:: Document segment ::

Sunday Services

9:30AM choral Rite II Eucharist


Lent III                                                                                   The Rev. Christy Laborda Harris

Luke 13:1-9                                                                           February 28th, 2016


Last week I began my sermon by mentioning presidential candidate Donald Trump. As I did so, I felt a collective inhalation as you waited to see just what I would say about Trump. And it was a bit of a red herring as I really only discussed his use of the word “faith” as a jumping off point.

During the morning session of our Lenten study this week, the conversation kept coming back to the presidential campaign, again and again. At the evening session, it was mentioned briefly. I have stayed away from the campaign in the pulpit because I do not feel it’s my place, or the church’s place, to get involved in partisan politics—the key word being partisan. Jesus was not a republican or a democrat. 

But, I do not agree with the common argument that politics don’t believe in the pulpit. Jesus was deeply political. Our faith, our attempt to follow Jesus with our hearts and lives must impact our politics. A number of months back Ted Cruz and Rick Santorum told the Pope to stay out of politics and to limit himself to religion where he belongs. In effect, they understand faith and politics as belonging in separate isolated spheres. This understanding in fact fails to understand faith.

:::
:: Data lines ::

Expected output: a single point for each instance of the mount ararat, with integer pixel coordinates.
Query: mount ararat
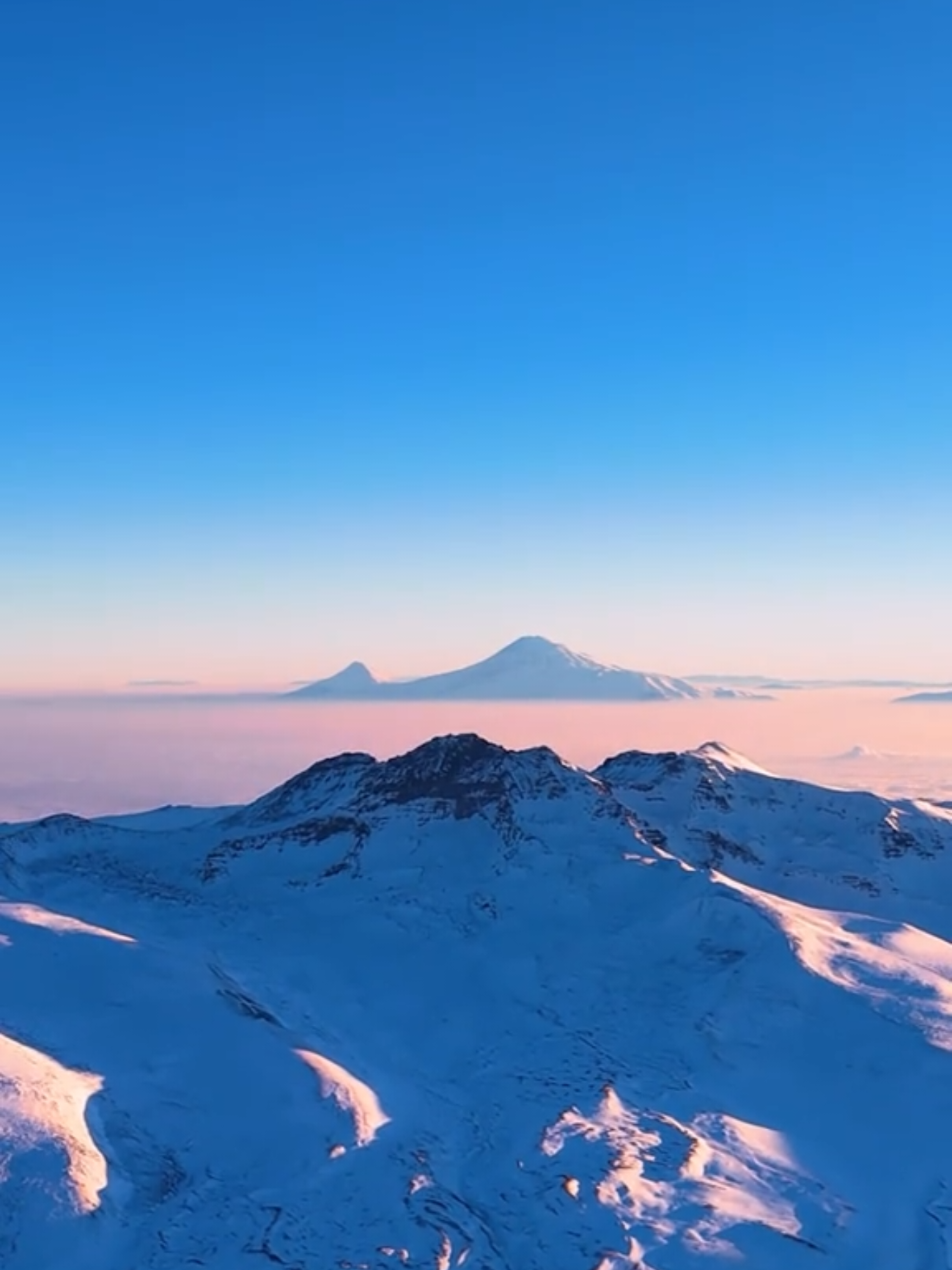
(531, 668)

:::

◆ Stated problem ◆
Please copy the sermon word for word, beginning at the words "But, I do not" and stopping after "to understand faith.". You can set the lines aside; they aren't needed.

◆ Response below ◆
But, I do not agree with the common argument that politics don’t believe in the pulpit. Jesus was deeply political. Our faith, our attempt to follow Jesus with our hearts and lives must impact our politics. A number of months back Ted Cruz and Rick Santorum told the Pope to stay out of politics and to limit himself to religion where he belongs. In effect, they understand faith and politics as belonging in separate isolated spheres. This understanding in fact fails to understand faith.